start

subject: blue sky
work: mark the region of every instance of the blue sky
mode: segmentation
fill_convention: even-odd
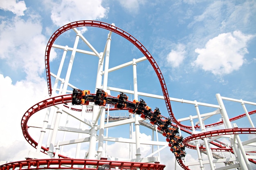
[[[255,15],[254,0],[1,0],[0,128],[2,136],[8,139],[0,141],[0,150],[4,151],[0,160],[20,159],[29,148],[20,130],[20,118],[30,107],[49,97],[45,49],[49,38],[61,26],[80,20],[115,23],[150,52],[163,73],[170,97],[217,104],[215,95],[220,93],[255,102]],[[79,29],[101,51],[108,31],[88,29]],[[57,42],[72,46],[74,35],[70,31]],[[113,34],[111,43],[110,67],[143,57],[119,35]],[[58,54],[58,50],[55,52]],[[54,54],[51,58],[51,70],[55,73],[61,57]],[[92,89],[95,83],[91,83],[90,73],[95,68],[90,63],[97,60],[81,60],[76,64],[70,81],[79,88]],[[149,64],[145,61],[137,64],[139,91],[162,95]],[[130,71],[110,74],[108,85],[129,90],[133,83]],[[148,99],[145,100],[148,106],[162,108],[164,112],[164,102]],[[195,113],[194,110],[188,111],[189,107],[171,104],[177,118]],[[239,104],[230,104],[230,117],[243,113],[236,105]],[[249,111],[256,109],[248,107]],[[19,148],[14,158],[7,152],[11,145]]]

end

What you will do = Recast the material above as a Markdown table with the columns "No." and "Line", one row per line and no rows for blank lines. Leave the pictures out of the answer.

Response below =
| No. | Line |
|---|---|
| 1 | subject: blue sky |
| 2 | work: mark the region of every instance of the blue sky |
| 3 | mode: segmentation |
| 4 | fill_convention: even-odd |
| 5 | [[[255,15],[254,0],[1,0],[0,128],[2,136],[8,139],[0,141],[0,150],[4,151],[0,160],[20,159],[29,148],[20,130],[20,118],[30,107],[49,97],[45,49],[49,38],[61,26],[80,20],[115,23],[150,52],[163,73],[170,97],[217,104],[215,95],[220,93],[255,102]],[[79,29],[101,51],[108,31],[88,29]],[[57,42],[72,46],[74,35],[70,31]],[[113,34],[111,43],[110,67],[143,57],[119,35]],[[58,54],[58,50],[55,52]],[[54,54],[51,58],[51,70],[55,73],[61,57]],[[92,89],[95,83],[91,83],[90,73],[95,68],[90,63],[97,60],[81,60],[76,64],[70,81],[79,88]],[[149,64],[145,61],[137,64],[139,91],[162,95]],[[130,71],[110,74],[108,85],[129,90],[133,83]],[[148,99],[145,100],[148,106],[162,108],[164,112],[164,102]],[[195,113],[194,110],[188,111],[189,107],[171,104],[177,118]],[[239,104],[230,104],[230,117],[243,113],[236,105]],[[249,111],[256,109],[248,107]],[[19,148],[14,158],[7,152],[11,145]]] |